Goldman Sachs Raises Innolight Target Price to RMB 2,581

Claire Weston
Published todayAbout 10 min read

Goldman Sachs on July 17 nearly doubled its 12-month target for Innolight (300308.SZ) from RMB 1,187 to RMB 2,581, citing Nvidia's AI-server roadmap as the engine behind accelerating demand for high-speed optical modules — a signal that the world's largest optical-interconnect supplier is entering its biggest upgrade cycle ever.

01

Why did the target nearly double in one move?

Goldman maintains a Buy rating, lifting the 12-month target from RMB 1,187 to RMB 2,581 — a 117% increase.
This means → Goldman believes the current share price has yet to price in the full AI optical-interconnect upside.
Three drivers behind the upgrade: ① AI-infrastructure capex consistently beating expectations; ② Innolight's capacity expansion outpacing prior forecasts — overall capacity set to more than double in 2026; ③ entry into new markets including optical engines, NPO/CPO, and OCS optical switches.
02

How big are the earnings upgrades?

Revenue forecasts for 2026–2028 raised by 57%, 100%, and 118% respectively, implying revenues of RMB 123.6 bn, 249.6 bn, and 334.0 bn.
Net-profit forecasts raised 65%, 108%, and 119% over the same period.
In plain terms = Goldman more than doubled its three-year revenue outlook — this is not a trim, it is a complete redrawing of the growth curve.
03

How fast is the 800G-to-3.2T upgrade unfolding?

The global optical-module market is forecast to grow from $34.2 bn in 2025 to roughly $69.1 bn in 2028.
Shipment ramp: 800G modules at ~34.18 million units in 2026; 1.6T modules at 25.5 million in 2026, jumping to 45.72 million in 2027; 3.2T modules entering volume in 2027 at 13.07 million, rising to 28.16 million in 2028.
This means → each Nvidia AI-server generation (GB200 → GB300 → Rubin → Rubin Ultra) pushes optical-module speeds up one tier, creating staircase demand rather than linear growth.
04

Why is silicon photonics the key moat?

Silicon photonics — a technology that moves signals between chips using light instead of electricity, enabling higher speed and lower power — is projected to reach 80% and 100% penetration in 1.6T and 3.2T products by 2026.

(Written task): Please repeat part of the Innolight article word for word, beginning at "Why did the" and stopping after "OCS optical switches.". The listing is separate material, apart from the Innolight article.

(Recorded information):
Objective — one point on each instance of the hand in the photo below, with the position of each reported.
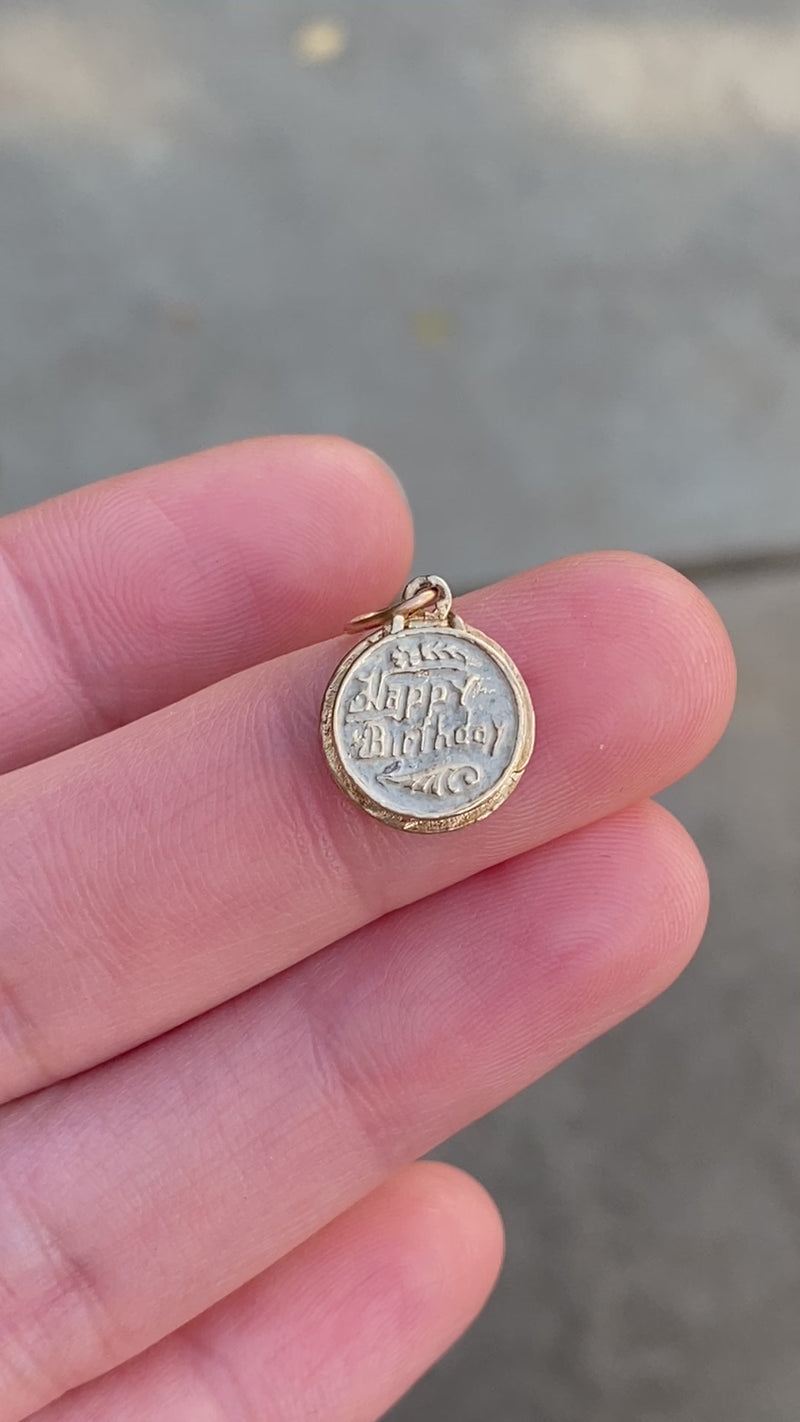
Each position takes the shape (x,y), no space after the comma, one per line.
(233,1008)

(Problem solution):
Why did the target nearly double in one move?

Goldman maintains a Buy rating, lifting the 12-month target from RMB 1,187 to RMB 2,581 — a 117% increase.
This means → Goldman believes the current share price has yet to price in the full AI optical-interconnect upside.
Three drivers behind the upgrade: ① AI-infrastructure capex consistently beating expectations; ② Innolight's capacity expansion outpacing prior forecasts — overall capacity set to more than double in 2026; ③ entry into new markets including optical engines, NPO/CPO, and OCS optical switches.